◆ BRIEF 1
According to the blog post, on what dates does the Iowa City Public Library's Banned Books Week run?
◆ BRIEF 2
In the entries, print the lines starting at the line containing "Prompts in an" and ending at the line containing "positive clicks: (80, 507)". Reproduce them exactly, and include nothing else.

◆ TEXT PASSAGE
= = = = =

Written by: Greg Runyon
9/18/2009 7:55 AM 

An email landed in my inbox the other day.  It was from the Iowa City Public Library.  Since I moved from IC to Cedar Rapids a few years ago, I had a minor moment of panic that maybe I'd had an overdue book for that long, and would now be buying them a new wing for the library with the fine.  Not to worry though.  It was just a publicity blurb for their Banned Books Week that runs September 26th through October 3rd.  Being a bit of a maniacal defender of all things lexical, I thought I’d check out this Banned Books Week thing.

 

You should see the list of banned or frequently challenged books that we're talking about, because many of them are among the finest writings ever put to paper.  If you'd like to see it, you can click here to go to the American Library Association website.  If you follow but one of my exhortations of all those I may put forth on this blog, do this one:  Read some of these books!  The fact that anyone objects to them means that they probably have something important to say, something that people who given the opportunity would oppress you do not want you to hear.

 

That link summarizes for each title the various challenges that these books have been subject to.  I don't have the space, or the inclination really, to do that here.  Let me give you a couple of examples though, since I just read two of these books for a second time in the last couple of weeks..

 

One of the great things I get out of visiting my mom—other than some knock-down-drag-out bouts of Canasta and some terrifically good home-cooked meals—is that she and my dad amassed over the years a wonderful collection of books, and I get to borrow them!  She doesn't charge late fees when I take forever to bring them back, either.

 

So the last time I was there, I borrowed a few books that I first read either in junior high or high school.  One of them was “A Separate Peace” by John Knowles.  Summed up in a sentence, it's an interesting story about a young man's experience at his World War Two era boarding school, mostly centered around his complicated relationship with his best friend.  This book, though apparently never banned, was challenged a few times, once being described as a “filthy, trashy sex novel.”  Now, again, I just read this thing.  There is not one overt sexual situation in the entire damn thing.  Not one.  It's a pretty good read, so go ahead, read it and tell me I'm wrong.

= = = = =

◆ ENTRIES SUPPLIED
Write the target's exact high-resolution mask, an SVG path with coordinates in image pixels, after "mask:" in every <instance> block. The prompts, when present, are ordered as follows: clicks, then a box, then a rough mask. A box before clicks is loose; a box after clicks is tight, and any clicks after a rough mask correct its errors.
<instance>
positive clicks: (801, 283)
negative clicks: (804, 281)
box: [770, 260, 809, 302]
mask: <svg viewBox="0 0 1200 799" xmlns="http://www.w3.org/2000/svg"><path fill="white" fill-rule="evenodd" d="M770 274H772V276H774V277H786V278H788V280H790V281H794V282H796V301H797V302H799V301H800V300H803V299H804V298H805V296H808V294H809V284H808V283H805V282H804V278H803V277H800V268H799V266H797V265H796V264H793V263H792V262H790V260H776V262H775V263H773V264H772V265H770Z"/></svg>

= = = = =

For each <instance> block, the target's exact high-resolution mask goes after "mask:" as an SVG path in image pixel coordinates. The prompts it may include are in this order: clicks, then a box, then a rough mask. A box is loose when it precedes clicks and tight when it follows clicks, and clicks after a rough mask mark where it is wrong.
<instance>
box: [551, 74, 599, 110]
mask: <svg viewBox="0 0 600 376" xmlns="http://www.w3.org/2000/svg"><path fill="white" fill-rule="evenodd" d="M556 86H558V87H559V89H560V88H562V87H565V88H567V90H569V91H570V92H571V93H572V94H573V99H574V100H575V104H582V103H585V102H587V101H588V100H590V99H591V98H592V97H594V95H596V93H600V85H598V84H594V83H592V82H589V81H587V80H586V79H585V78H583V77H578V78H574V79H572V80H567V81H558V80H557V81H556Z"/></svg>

= = = = =

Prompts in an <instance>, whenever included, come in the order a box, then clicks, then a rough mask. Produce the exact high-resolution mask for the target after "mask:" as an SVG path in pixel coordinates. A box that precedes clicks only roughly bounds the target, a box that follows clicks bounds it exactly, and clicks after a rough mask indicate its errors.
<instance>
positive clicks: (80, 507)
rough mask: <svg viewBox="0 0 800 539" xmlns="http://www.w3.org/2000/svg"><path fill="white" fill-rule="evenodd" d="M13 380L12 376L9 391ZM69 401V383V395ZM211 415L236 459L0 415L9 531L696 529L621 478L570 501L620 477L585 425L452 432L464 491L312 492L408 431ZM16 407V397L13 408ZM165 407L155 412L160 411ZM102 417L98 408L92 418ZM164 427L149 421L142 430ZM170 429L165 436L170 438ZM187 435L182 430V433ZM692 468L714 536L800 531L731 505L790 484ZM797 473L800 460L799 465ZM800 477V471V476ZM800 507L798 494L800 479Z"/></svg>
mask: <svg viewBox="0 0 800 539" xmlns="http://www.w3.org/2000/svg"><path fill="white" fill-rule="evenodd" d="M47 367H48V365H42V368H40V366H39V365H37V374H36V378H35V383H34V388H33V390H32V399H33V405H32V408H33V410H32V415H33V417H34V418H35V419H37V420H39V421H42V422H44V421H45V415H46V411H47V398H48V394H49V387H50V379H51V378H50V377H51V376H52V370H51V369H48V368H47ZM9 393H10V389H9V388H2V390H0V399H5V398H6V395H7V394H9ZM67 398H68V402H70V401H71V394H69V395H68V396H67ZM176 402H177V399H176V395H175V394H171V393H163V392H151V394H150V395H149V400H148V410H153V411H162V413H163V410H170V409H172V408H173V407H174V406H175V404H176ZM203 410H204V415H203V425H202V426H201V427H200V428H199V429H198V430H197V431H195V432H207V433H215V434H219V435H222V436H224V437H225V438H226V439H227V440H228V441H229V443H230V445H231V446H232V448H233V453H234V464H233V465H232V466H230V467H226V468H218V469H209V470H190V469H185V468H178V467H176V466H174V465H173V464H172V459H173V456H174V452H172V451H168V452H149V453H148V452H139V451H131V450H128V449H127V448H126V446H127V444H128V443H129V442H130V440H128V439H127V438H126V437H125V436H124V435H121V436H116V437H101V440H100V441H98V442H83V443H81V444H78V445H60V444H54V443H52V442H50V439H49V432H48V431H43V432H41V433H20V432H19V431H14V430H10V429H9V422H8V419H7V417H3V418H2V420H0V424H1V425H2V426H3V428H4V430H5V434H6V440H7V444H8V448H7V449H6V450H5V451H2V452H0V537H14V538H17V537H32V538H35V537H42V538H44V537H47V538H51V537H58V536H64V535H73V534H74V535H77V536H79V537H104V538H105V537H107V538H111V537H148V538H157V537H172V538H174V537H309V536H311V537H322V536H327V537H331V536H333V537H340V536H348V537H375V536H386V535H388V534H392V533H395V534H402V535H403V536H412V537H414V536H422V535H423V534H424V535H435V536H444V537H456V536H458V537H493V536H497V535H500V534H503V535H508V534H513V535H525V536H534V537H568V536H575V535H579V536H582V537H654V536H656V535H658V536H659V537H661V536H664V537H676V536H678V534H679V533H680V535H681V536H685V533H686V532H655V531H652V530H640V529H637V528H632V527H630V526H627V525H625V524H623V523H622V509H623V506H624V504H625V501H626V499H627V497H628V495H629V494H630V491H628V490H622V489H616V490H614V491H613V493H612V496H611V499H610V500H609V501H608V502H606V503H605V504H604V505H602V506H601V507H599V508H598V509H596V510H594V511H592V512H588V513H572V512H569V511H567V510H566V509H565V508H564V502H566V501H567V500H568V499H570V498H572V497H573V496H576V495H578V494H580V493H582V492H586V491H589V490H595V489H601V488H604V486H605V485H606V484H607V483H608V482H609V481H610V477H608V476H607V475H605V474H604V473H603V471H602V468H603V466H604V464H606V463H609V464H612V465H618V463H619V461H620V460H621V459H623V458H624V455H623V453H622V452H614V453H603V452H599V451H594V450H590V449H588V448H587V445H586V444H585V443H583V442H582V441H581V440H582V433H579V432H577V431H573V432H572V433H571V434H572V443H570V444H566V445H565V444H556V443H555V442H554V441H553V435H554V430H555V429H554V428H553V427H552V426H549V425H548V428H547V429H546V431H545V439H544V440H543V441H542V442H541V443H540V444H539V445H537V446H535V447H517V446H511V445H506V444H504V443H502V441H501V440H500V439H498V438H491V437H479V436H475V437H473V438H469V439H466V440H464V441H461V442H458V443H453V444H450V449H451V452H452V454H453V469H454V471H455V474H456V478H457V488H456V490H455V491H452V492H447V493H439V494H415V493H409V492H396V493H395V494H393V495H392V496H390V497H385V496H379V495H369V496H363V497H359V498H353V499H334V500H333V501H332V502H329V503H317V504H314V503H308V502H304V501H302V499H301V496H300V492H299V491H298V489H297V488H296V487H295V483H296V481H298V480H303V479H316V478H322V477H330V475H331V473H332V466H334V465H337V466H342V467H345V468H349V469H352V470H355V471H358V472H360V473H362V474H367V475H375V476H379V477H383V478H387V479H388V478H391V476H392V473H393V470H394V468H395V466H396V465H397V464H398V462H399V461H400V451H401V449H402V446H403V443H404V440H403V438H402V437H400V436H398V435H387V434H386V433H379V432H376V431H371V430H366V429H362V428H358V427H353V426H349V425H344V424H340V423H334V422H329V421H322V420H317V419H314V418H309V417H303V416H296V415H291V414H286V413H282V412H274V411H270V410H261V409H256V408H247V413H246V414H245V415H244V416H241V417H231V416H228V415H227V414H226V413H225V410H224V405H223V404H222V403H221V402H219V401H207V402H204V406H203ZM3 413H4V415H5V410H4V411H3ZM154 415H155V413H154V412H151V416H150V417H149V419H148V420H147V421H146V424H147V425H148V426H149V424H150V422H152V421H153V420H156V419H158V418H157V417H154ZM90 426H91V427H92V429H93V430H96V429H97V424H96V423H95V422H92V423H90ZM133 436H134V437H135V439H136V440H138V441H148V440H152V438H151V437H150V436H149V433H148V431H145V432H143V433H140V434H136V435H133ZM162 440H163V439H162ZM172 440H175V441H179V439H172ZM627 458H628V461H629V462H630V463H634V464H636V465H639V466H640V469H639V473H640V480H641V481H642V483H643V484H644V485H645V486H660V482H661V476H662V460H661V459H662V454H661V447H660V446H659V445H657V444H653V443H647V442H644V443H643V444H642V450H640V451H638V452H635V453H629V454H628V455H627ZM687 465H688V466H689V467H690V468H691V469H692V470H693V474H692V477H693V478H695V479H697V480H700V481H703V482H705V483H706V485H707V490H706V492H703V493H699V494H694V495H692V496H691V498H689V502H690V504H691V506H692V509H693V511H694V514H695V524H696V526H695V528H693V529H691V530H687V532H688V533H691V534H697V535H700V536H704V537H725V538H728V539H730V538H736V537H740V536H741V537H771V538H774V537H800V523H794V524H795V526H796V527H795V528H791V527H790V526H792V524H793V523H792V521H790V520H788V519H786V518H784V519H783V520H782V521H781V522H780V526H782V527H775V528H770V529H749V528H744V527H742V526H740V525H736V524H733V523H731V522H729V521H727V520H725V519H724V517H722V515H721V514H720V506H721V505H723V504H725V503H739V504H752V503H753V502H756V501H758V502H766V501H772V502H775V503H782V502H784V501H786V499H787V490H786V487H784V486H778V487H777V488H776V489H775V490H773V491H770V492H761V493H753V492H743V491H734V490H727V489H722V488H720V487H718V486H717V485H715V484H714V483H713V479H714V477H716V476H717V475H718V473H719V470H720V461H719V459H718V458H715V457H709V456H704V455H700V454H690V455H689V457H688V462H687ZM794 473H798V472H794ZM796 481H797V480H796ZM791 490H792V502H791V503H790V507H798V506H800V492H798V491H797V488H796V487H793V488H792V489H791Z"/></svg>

= = = = =

◆ FINAL ANSWER 1
September 26th through October 3rd.

◆ FINAL ANSWER 2
Prompts in an <instance>, whenever included, come in the order a box, then clicks, then a rough mask. Produce the exact high-resolution mask for the target after "mask:" as an SVG path in pixel coordinates. A box that precedes clicks only roughly bounds the target, a box that follows clicks bounds it exactly, and clicks after a rough mask indicate its errors.
<instance>
positive clicks: (80, 507)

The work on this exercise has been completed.